>> begin SOURCE EXCERPT

Re: [Nagios-users] Monitoring large (ish) numbers of servers with exceptions to the rules...

2008-06-17 Thread Anthony Montibello
Hi,

Using REgExp and Object Templats is a key for optimizing maintenance.

I read some good details on handling what needs to be configured and what
can be inhereted and automatically associated in the current Nagios 3
Documentation.   I think much of the framework was in Nagios 2, but the
documentaiton is a bit easier to read in nagios 3 so look at that for some
tips. then check the nagios 2 docs to see if the option is also in there.

A few years ago I converted a nagios 1.2 were all hosts and services were
defined in a single to file to a scalable configuration similar to what was
initialy described here.

I found that if you have a need of suporting different clients with daily
changes it was convient to have one Config directory for each clinet then in
that directory have a single host file, and for each host a seperate Config
file.

on a host being removed it is just a matter of removing it from the Host
file configuration and renaming its Config file.
on adding a new host is was only adding it to the host file, then adding
copy an existing service file and then cut and past to get all the services
defined.

then maintain the entire directory substructer through CVS or some other
version controle.
This as noted does get tedious to maintain, but it alows for customization
of services per host without much thinking.
The Disadvantage of this is the time involved for maintaining,  when there
are few changes getting made.

OTHER options using templates work well,
setting up Inheritance, using REG EXP as well as , other techniques using
HostGroups all assist with orginizing the files but depending on skill
levels  somtimes lead to less readability (Whle for other admins it would
lead to easier maintenance)

Hope this helps,


On Tue, Jun 17, 2008 at 8:22 AM, Wheeler, JF (Jonathan) <
[EMAIL PROTECTED]> wrote:

> > -Original Message-
> > From: nagios-users On Behalf Of Matthew Macdonald-Wallace
> > Sent: 17 June 2008 13:14
> >
> > I currently help maintain and monitor around 50 servers across various
> > parts of the UK using Nagios 2.  At the moment, we have a
> configuration
> > file for each host (%hostname%.cfg) and in that file we specify all
> the
> > services for the named host.
> >
> > We are trying to reduce the number of configuration files as we take
> on
> > more and more servers because there are a large number checks that we
> > need to be rolled out to all servers and we feel that we are
> > duplicating our workload.

>> end SOURCE EXCERPT
>> begin MATERIAL SHOWN

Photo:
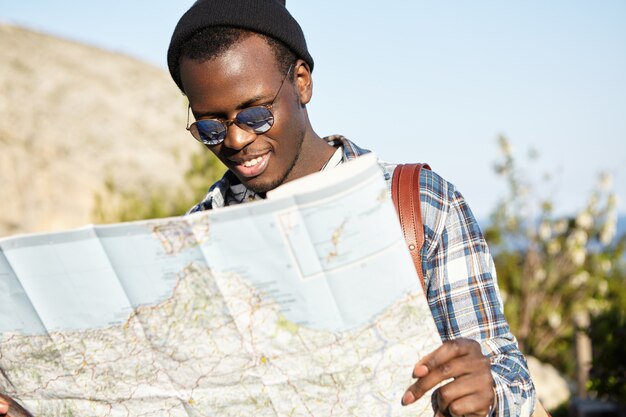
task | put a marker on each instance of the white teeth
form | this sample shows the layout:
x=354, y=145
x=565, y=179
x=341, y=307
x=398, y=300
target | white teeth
x=252, y=162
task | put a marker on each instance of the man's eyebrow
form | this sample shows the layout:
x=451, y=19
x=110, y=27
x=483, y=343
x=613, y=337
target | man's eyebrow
x=252, y=101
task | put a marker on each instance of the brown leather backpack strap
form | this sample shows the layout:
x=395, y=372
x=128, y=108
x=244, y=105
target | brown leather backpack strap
x=405, y=193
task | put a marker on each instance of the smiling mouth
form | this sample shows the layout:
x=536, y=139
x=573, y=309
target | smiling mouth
x=251, y=167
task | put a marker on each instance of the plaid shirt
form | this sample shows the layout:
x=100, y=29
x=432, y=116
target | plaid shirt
x=459, y=274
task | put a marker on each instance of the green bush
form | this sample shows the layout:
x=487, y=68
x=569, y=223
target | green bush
x=553, y=267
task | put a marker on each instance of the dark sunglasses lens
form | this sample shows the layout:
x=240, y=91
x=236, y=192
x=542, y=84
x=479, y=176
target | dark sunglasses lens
x=209, y=132
x=255, y=119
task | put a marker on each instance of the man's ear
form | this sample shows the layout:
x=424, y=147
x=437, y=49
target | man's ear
x=304, y=81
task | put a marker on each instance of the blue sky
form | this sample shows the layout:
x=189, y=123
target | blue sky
x=431, y=81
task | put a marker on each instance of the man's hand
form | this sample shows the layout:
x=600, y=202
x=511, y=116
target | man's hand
x=470, y=393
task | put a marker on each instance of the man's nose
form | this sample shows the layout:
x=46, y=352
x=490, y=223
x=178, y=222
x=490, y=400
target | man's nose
x=237, y=138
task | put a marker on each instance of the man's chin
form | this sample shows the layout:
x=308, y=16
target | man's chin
x=261, y=187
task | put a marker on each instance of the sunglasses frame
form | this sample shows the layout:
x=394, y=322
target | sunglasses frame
x=228, y=122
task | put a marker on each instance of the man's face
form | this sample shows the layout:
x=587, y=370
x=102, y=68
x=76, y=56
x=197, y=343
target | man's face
x=247, y=75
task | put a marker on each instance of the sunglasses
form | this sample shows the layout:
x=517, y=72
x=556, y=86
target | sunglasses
x=256, y=119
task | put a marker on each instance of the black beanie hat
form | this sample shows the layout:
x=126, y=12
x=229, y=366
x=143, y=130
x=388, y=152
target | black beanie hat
x=268, y=17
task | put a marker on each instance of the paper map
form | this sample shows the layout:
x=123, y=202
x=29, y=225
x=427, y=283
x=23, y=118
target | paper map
x=304, y=304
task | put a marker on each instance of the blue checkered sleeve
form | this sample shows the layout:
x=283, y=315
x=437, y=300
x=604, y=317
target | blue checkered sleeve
x=463, y=293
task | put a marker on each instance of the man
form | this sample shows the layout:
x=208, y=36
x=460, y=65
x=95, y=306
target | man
x=246, y=70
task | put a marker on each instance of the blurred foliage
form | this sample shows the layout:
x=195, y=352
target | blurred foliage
x=608, y=372
x=554, y=268
x=120, y=204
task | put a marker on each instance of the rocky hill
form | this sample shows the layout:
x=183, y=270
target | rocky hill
x=73, y=116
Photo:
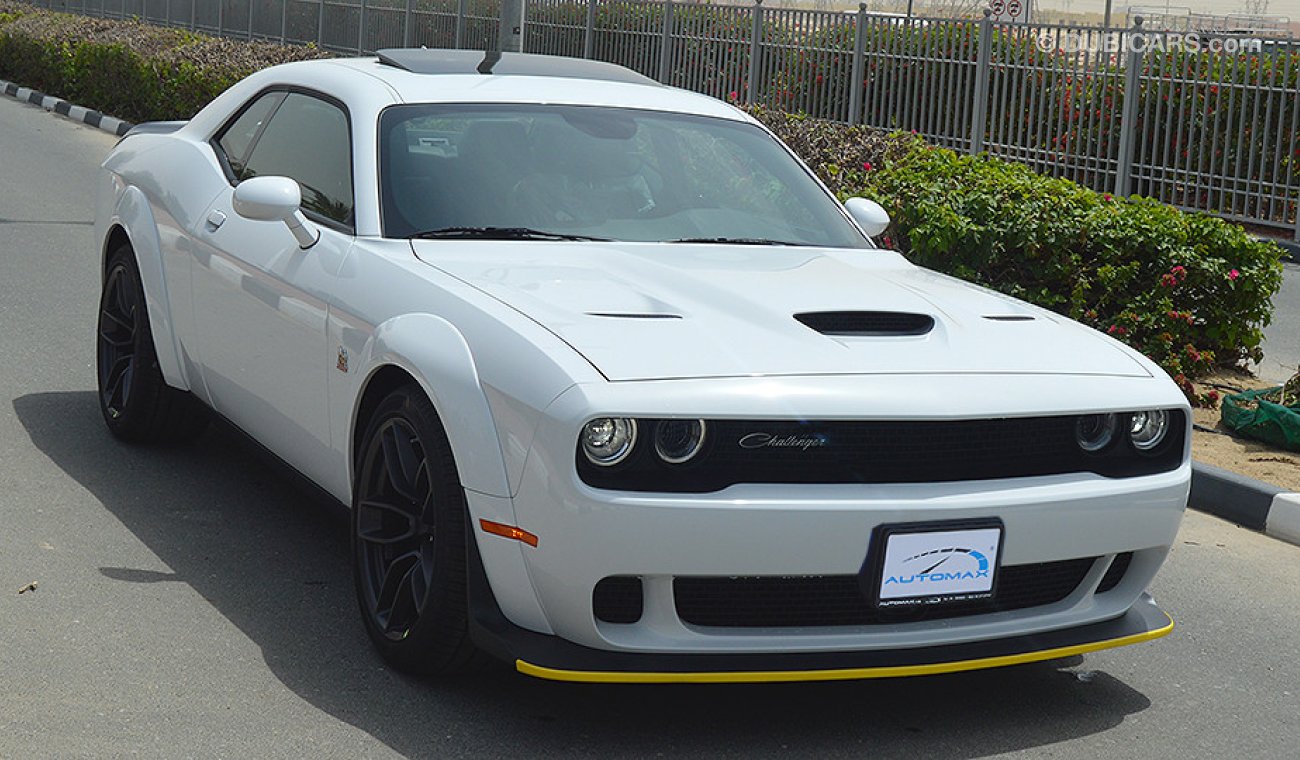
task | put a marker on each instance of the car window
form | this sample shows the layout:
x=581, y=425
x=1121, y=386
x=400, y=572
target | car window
x=307, y=139
x=597, y=172
x=238, y=137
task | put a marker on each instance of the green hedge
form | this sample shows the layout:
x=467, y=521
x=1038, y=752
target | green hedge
x=1188, y=290
x=128, y=69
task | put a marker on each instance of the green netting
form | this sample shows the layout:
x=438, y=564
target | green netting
x=1256, y=416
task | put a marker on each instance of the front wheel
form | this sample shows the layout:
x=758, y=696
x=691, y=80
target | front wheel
x=408, y=538
x=135, y=402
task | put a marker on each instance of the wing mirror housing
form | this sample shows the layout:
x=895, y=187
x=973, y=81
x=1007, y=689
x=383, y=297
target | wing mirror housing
x=870, y=216
x=276, y=199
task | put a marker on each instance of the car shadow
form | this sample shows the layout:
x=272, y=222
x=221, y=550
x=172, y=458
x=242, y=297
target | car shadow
x=273, y=559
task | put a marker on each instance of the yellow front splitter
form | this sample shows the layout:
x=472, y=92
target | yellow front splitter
x=1054, y=652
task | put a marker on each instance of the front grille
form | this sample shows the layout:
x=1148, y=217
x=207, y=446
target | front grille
x=1116, y=573
x=831, y=600
x=867, y=324
x=618, y=599
x=879, y=451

>> end MATERIAL SHOWN

• DIRECTIVES
1. According to the Nagios thread, about how many servers does Matthew Macdonald-Wallace help maintain and monitor?
2. List every technique that the Nagios thread names, in the paragraph starting "OTHER options", as ways to help organize the configuration files.

• RESULTS OF THE TASKS
1. Around 50 servers.

2. Templates, inheritance, REG EXP, and HostGroups.